• [THE EXERCISE]
Starting at the line containing "Task: locate the chair" and ending at the last line of the records, write out every line again, requests included. Shift each answer coordinate by adding -17 to it.

• [ENTRIES PROVIDED]
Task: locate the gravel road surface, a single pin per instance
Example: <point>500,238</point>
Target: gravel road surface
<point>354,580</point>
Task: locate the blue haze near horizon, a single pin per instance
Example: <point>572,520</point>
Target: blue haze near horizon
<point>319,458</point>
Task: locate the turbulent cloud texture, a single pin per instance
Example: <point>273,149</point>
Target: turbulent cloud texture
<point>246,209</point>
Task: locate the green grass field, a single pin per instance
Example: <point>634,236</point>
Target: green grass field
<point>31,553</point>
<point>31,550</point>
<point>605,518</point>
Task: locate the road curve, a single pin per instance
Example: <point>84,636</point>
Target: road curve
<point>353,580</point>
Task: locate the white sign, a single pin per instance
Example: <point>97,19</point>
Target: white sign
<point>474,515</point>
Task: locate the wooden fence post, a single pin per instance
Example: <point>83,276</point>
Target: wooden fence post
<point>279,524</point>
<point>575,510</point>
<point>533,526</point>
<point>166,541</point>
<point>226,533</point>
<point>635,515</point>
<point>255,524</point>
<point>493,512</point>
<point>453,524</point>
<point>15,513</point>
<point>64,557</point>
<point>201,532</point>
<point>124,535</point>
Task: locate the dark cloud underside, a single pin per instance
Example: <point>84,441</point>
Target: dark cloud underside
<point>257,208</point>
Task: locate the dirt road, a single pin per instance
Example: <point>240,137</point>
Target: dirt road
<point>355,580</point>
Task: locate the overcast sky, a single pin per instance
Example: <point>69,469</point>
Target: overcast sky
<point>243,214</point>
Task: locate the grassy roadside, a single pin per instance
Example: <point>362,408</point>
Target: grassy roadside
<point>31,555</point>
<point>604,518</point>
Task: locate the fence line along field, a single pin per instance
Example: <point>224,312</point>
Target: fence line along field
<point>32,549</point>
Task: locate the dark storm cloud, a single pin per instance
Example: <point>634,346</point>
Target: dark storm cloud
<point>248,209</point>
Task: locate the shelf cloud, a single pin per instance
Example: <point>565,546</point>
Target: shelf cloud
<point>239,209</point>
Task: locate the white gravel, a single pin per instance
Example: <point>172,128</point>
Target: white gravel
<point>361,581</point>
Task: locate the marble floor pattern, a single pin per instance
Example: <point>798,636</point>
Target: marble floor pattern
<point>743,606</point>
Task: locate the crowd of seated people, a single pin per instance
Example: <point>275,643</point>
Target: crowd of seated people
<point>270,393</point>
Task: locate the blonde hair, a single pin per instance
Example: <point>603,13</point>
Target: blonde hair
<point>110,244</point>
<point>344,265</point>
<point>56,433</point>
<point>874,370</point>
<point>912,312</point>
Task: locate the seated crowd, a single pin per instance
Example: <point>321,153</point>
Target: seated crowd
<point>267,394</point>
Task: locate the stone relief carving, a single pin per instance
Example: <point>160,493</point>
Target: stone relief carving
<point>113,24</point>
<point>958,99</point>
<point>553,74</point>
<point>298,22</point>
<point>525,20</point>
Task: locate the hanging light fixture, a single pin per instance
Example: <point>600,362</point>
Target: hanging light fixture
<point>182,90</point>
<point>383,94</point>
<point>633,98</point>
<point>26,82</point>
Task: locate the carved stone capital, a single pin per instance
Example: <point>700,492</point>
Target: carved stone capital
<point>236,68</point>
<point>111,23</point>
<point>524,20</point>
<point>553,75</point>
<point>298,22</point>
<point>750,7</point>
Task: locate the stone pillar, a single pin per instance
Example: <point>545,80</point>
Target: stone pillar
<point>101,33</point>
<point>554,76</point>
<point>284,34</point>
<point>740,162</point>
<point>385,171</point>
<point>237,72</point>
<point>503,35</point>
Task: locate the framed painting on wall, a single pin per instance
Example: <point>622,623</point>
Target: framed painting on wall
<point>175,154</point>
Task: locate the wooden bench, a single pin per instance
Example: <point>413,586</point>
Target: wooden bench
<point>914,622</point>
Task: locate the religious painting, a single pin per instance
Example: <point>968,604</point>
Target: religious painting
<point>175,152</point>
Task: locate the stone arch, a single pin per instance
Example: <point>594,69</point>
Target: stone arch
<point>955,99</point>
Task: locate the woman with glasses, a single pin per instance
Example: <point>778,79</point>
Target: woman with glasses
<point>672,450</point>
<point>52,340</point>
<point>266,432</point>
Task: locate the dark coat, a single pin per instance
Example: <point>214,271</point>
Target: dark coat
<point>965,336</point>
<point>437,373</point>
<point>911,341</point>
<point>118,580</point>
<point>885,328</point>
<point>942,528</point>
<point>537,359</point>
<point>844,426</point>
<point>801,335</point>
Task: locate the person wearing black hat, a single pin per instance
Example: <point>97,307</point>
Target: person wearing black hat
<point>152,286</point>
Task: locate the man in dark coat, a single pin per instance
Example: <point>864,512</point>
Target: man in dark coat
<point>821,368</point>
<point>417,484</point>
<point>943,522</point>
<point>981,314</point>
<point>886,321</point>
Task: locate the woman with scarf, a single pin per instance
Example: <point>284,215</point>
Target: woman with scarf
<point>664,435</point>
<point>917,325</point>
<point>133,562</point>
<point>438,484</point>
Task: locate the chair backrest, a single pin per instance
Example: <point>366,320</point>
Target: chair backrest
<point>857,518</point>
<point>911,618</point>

• [TASK ANSWER]
Task: locate the chair backrest, a single pin per instance
Example: <point>366,320</point>
Target: chair backrest
<point>840,501</point>
<point>894,601</point>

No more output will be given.